I have appealed to Congress, in the interests of the general good and so as to not in any way put in jeopardy the jobs agenda, to set aside its reservations and see its way to agreeing a 12 week derogation period under the directive, at least for an initial period of 18-24 months, after which progress made on the issues of importance to Congress could be reviewed. The Deputy will be aware that it is hugely important that Ireland can at least avail of the same 12 week derogation period as will apply in the UK. Otherwise we face losing serious competitive advantage on a number of fronts relative to our closest trading partner. These include being a more expensive place in which to do business from the point of view of employing agency workers, a drop in our attractiveness in terms of the score card for securing new foreign direct investment projects in that we would lose points in terms of labour market flexibility that is vital in terms of retaining the multinational sector and a negative impact on the ability of our indigenous companies to grow exports and employment if the possibility of hiring agency workers, even for short-term contracts to meet seasonal needs or production peaks, is effectively costed out of existence. They are the issues we discussed regarding the directive in respect of which the Minister, Deputy Bruton, will shortly bring forth legislation.

Does the Taoiseach have the support of the Labour Party in his efforts to persuade ICTU to swallow its reservations?

It is not a case of swallowing reservations, rather it is a case of making decisions in the best interests of creating an environment in which jobs can flourish and where workers' rights can be respected.

Does the Taoiseach have the support of the Labour Party?

There has been a substantial reduction in public servant numbers from 2008 onwards. However, the Government intends to go beyond the numbers achieved up to end 2010 and to seek a further reduction of 25,000. Perhaps the Taoiseach will clarify if that remains the Government's intention and if that matter was discussed with ICTU and representatives of the public service unions.
——————
- [YOUR INSTRUCTIONS]: Can you reproduce the debate excerpt word for word, from "It is not a" to "the Labour Party?"? The lines that come next are separate from the debate excerpt.

- [INFORMATION SHOWN]:
——————
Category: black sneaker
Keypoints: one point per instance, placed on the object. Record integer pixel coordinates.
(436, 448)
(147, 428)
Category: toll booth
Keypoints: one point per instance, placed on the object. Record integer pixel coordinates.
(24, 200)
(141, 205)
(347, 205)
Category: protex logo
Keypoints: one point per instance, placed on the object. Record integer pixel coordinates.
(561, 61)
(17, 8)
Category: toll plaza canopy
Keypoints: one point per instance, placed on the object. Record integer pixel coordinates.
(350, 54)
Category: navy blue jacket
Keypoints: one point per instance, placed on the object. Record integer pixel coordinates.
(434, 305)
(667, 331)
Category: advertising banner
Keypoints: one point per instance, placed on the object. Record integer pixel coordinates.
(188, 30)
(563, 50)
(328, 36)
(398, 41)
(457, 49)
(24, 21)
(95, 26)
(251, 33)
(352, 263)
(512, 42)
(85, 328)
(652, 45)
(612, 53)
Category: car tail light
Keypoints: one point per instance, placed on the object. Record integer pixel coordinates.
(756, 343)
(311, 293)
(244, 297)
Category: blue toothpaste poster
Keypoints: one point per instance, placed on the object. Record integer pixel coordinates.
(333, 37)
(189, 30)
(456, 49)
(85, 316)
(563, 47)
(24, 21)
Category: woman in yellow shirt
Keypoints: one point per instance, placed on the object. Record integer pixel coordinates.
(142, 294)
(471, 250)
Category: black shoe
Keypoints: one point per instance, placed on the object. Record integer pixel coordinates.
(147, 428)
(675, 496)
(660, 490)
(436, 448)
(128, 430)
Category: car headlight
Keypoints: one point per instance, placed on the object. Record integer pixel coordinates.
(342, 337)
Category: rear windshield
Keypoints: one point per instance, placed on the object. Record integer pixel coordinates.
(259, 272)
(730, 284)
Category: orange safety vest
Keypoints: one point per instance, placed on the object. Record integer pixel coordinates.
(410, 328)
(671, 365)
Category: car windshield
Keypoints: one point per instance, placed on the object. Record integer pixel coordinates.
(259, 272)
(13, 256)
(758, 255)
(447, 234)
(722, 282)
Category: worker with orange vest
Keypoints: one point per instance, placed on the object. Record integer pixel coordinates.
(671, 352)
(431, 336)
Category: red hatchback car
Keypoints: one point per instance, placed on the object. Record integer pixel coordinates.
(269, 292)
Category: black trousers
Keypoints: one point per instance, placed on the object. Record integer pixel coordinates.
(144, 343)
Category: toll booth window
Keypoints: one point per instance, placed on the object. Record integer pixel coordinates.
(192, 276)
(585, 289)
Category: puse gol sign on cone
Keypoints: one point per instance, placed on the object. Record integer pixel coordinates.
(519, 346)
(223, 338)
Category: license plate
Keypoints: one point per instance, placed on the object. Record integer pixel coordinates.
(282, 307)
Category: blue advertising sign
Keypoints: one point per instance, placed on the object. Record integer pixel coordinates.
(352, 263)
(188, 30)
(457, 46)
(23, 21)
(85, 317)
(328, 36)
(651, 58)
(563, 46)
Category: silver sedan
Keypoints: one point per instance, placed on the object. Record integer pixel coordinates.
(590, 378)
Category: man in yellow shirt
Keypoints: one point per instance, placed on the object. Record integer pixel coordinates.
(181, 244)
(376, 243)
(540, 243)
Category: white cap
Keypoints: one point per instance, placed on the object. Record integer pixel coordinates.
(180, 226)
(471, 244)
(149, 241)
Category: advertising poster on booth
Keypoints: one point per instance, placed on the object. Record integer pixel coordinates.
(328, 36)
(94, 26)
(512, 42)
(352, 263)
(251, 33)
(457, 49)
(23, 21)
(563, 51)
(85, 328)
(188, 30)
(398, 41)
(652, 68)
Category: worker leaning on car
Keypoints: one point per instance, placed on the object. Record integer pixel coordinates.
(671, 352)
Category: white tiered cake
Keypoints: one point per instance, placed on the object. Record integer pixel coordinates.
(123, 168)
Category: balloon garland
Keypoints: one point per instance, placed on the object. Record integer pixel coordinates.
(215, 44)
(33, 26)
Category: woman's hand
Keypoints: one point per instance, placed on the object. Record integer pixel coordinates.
——————
- [WRITTEN SOLUTION]:
It is not a case of swallowing reservations, rather it is a case of making decisions in the best interests of creating an environment in which jobs can flourish and where workers' rights can be respected.

Does the Taoiseach have the support of the Labour Party?